Required action: Only the pictures should be left out; repeat the rest of the data exactly.

(Photo-based referring expression data)

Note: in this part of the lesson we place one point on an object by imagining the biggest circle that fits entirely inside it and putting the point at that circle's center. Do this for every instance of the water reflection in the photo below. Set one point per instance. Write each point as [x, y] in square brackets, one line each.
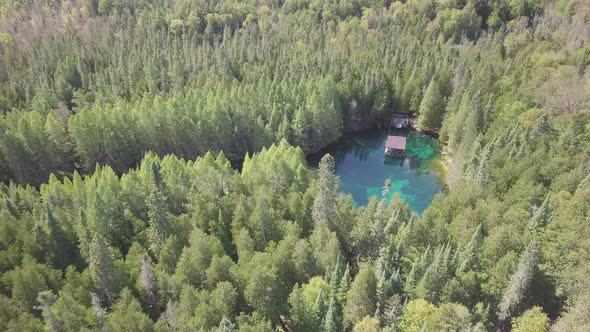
[363, 167]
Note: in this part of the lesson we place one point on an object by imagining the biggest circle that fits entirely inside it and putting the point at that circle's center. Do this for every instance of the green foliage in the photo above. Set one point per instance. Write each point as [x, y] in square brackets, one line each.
[533, 319]
[97, 234]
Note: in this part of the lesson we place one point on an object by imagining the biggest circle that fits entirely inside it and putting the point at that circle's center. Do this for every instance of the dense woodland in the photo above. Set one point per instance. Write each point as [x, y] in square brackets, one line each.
[120, 210]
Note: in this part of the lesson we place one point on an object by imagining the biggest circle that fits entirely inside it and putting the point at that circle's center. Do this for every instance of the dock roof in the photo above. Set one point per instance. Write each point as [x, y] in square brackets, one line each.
[396, 142]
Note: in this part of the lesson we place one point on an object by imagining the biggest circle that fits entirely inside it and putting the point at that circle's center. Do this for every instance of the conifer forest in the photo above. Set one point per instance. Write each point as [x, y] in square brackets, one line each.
[154, 171]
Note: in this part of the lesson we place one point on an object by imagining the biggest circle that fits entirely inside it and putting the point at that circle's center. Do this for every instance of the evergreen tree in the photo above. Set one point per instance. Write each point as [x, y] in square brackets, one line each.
[103, 270]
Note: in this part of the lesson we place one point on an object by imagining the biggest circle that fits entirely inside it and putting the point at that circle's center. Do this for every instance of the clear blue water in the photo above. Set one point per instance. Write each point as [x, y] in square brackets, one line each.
[363, 167]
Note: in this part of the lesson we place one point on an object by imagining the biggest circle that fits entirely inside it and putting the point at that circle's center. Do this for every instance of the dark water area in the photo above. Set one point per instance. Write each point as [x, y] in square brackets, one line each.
[363, 167]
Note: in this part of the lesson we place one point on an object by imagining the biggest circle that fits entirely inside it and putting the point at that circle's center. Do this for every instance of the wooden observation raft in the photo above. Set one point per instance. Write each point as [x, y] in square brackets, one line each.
[396, 145]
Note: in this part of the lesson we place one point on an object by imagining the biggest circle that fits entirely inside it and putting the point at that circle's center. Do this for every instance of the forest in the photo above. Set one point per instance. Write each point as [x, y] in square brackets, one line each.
[121, 122]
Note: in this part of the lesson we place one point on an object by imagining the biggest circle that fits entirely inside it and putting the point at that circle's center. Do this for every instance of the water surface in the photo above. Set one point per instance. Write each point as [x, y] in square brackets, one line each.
[363, 167]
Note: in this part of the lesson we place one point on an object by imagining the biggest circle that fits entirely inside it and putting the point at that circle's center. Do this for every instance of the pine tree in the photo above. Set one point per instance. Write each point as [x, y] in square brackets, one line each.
[431, 108]
[330, 321]
[103, 270]
[513, 298]
[324, 204]
[158, 213]
[226, 325]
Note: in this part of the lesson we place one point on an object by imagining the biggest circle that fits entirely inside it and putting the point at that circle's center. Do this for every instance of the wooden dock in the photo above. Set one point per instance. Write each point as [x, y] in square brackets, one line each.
[400, 121]
[395, 146]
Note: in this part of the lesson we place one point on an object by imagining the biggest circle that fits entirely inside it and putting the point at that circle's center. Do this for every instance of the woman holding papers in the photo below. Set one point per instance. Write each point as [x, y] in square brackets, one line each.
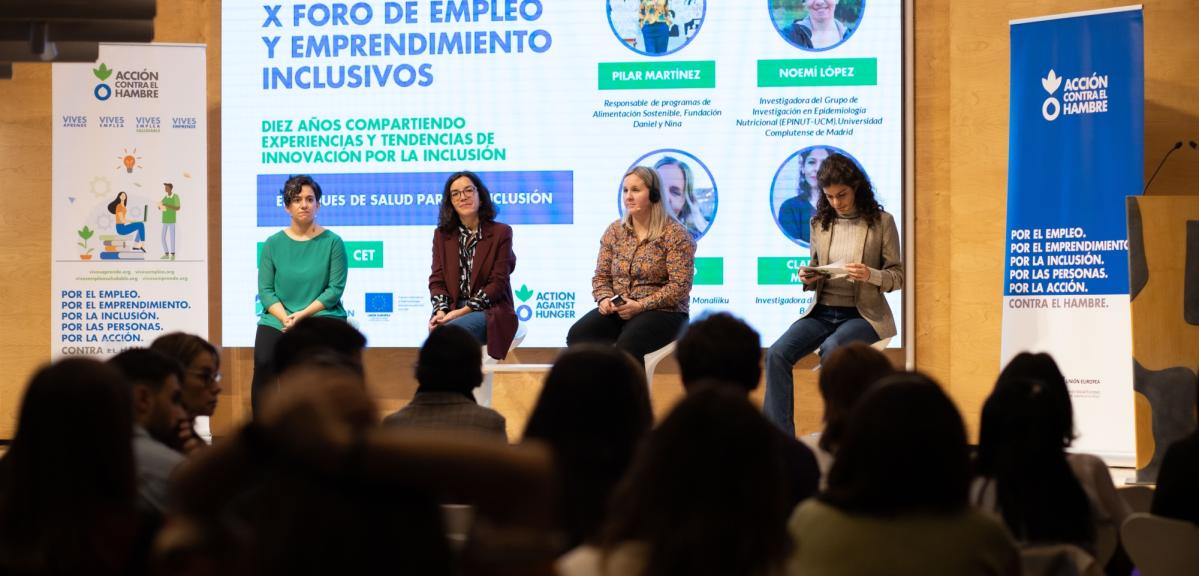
[855, 258]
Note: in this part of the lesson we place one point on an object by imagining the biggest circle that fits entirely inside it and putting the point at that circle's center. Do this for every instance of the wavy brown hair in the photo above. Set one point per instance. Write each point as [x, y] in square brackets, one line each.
[837, 168]
[447, 217]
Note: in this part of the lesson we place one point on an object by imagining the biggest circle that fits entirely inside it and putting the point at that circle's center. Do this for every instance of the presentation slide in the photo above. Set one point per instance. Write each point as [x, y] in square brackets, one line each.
[735, 103]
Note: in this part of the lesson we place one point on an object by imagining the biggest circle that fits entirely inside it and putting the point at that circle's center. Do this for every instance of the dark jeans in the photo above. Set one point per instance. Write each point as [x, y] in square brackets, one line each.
[264, 366]
[826, 328]
[638, 335]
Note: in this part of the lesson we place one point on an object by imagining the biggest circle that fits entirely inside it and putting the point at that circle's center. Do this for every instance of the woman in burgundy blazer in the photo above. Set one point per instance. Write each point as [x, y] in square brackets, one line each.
[473, 259]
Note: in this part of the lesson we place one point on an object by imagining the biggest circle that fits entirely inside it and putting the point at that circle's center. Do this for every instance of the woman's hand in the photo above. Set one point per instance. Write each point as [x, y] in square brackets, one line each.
[293, 318]
[447, 317]
[630, 309]
[438, 318]
[857, 271]
[809, 277]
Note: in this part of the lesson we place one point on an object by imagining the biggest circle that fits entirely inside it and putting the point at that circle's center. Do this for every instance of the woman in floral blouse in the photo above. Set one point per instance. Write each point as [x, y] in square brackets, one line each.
[646, 258]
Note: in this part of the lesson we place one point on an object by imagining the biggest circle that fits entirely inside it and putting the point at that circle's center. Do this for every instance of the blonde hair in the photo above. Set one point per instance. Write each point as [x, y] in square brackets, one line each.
[658, 216]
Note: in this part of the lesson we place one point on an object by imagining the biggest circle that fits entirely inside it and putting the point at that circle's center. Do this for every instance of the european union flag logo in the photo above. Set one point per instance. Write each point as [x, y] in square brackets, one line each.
[379, 303]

Answer area:
Note: in this part of the lesson we place one point on an object by imagining the biggest circle that fits entirely inside it and putting the point at that circle's center. Do this for every instance of the water reflection in the photo below. Set one point per instance. Write each point as [x, y] in square brackets, one line each.
[363, 167]
Note: in this part of the lesson we place one point on an object by imagining the biggest circle that fits entirely inside it and putting the point at that circle's center. Do this for every instance of the green foliage in the photo above. Set one point per instance. Write each point as [x, y] in square brackets, one line each.
[533, 319]
[97, 234]
Note: in this part of the lesson we place one point on an object by imagining the biggest circle that fits entirely inside it and putting the point at that circle's center. Do this for every instance of the dense woodland in the photo above. Set one point per instance. Write each point as [x, y] in square brackets, one line each.
[120, 210]
Note: in this part of the lesson we place one point on an object by imagining the biggest circle that fits entirely inside it and putting the point at that circle's center. Do this for every instance of the dock roof in the photo above. Set one point per instance. Write each point as [x, y] in square brackets, one line each.
[396, 142]
Note: in this part of the lesson we place one point on an object by imagining the biggest circle that fits entirely inside it and putting the point at that circle's center. Do this for every instance of the conifer forest in the photo above. Set one point per instance. Write each point as [x, y] in square brackets, one line each.
[154, 171]
Note: in this part of the lesson we place one point on an object by imagining the biggest circle that fits entirely inside it and putting the point at that circle's center. Do this for every instance of the evergreen tree in the photo above. Set one point per instance. Write each point as [x, y] in square brackets, one line each.
[103, 270]
Note: in this part of the lesson we place one point on an object by imagining the biggest circle that fits entirely inside it and putting the point at that circle's center. Do this for every instance of the clear blue water in the photo above. Set one point per instance. Write each point as [x, y] in square brackets, one line each.
[363, 167]
Note: in this part of the lesson we place one point on an object by imagining the biggest circle that fits entirely inside it and putting the point at that circle's center. Do this for every instance of the dark water area in the photo above. Set one point per instance. Write each point as [x, y] in square brackets, one line each.
[363, 167]
Note: in this part of the lesson we place one point on an object by imagining the biggest circle that fits entirely inside it and putting the point at that circle's center. Do this for every instance of the wooden observation raft in the photo above. Set one point per instance. Write each point as [x, y] in square brackets, one line each.
[396, 145]
Note: in this part of the lesson we place one point on an object by imagining the biggest circle that fits entirely inside it and putting the point at that circle's center. Do this for every instance of the forest in the photo above. Set one point per instance. Write each point as [x, y] in square brackets, one line each.
[121, 122]
Note: in this part of the lesson we place one point on an object by imagining the biggest circle that fits entirely inside it and putting the point at that circle's center. Do this for every instance of the water surface in the photo above. Set one point per instance. Write each point as [x, y] in square brackets, one line each.
[363, 167]
Note: in this part of the lesson we place one point on an object by imagining the biggest circle that fits entirely inside it and putting the point at that circle's center. Do this for every instance of the pine tree in the photo above. Set one point per instance. Write each point as [x, y] in square brackets, one line each.
[431, 108]
[330, 321]
[103, 270]
[513, 298]
[324, 204]
[158, 213]
[226, 325]
Note: in this part of the lesson we place one point on an object by imagining the biggest circle that fits entirely inside it and putting the point at that circle's center. Do this for every instance of the wooden dock in the photo above. Set one point per instance. Write each point as [x, y] in square brackets, one line each.
[400, 121]
[395, 146]
Note: in this part of the lesson we place one point on an object by imagining the biggest circle that fits entirely inside it and putting the point at that circle's center. Do this for every instance of the woman holding papers in the photo below. Set one point per instance. Write each point as [x, y] in square brackets, one line each.
[855, 258]
Note: in this part of the lesson we place one point on an object by imagining the biggest circle that fits entirely inside it and putting the point at that circle's center. Do this for every instance of the wavy brown hair in the photo above. Set one point per instance. Write each point as [x, y] in square brackets, one line each.
[837, 168]
[447, 217]
Note: in this part of the lesson we place one point on an object by imagining the biggest circle that fits entirely inside it and putting the point at that circle's center. Do this for every instance of the presentation slide in the photo above. Set one point per instance. Write each point as [x, y] in square brackets, one line each.
[735, 103]
Note: in this part of the lesson we place one point on an object by imagining the biggest circle that fits entirely inside it and putting the point at that circle's center. Do this for every instance of the dark jeans in the photo above. Set one point per instance. Write each point as [x, y] in square brackets, one line each.
[264, 366]
[826, 328]
[638, 335]
Note: in this part of the lesson we place one point on an object by imagining the biggest circle that fits entirely inside it and putting the point at that circle's center. Do this for every instance of the woman in burgundy blazer in the photo above. Set one point per instance. Write each point as [x, y] in square brackets, one line each.
[473, 259]
Note: in this part of the lesson we place one point on an object by imagining the biggest circle that fits entirely inside it and putting the point at that circle's center. Do this for every instance of the woman's hand in the photo above. Set one point per instance. Write each point as [x, y] in square brackets, one line each.
[293, 318]
[447, 317]
[630, 309]
[438, 318]
[857, 271]
[809, 277]
Note: in this part of the lesson we place one point on an object by imagining the biggest circle that fits entirely inside it and putting the point at that circle's center. Do this for every instance of the woman in floral blouse in the photo above. Set one point per instance. Write each point as [x, y] in square brackets, one line each.
[646, 258]
Note: in this part of the lesson we place one point on an object by imagining the biggest circle that fits entirely inside it and putting the point at that circle's center. Do this for every instance of the blonde hair in the photo above. Set one point per instance. Write each point as [x, y] in square brackets, one line each.
[658, 216]
Note: in this part of the lesson we place one point on an object by imagining the biggest circle that fits entirely inside it and putting the point at that circle's center. Do this for every instance of the european union flag logo in the photo above. Set one point per instance. Write each point as [x, y] in square brackets, one line each.
[379, 303]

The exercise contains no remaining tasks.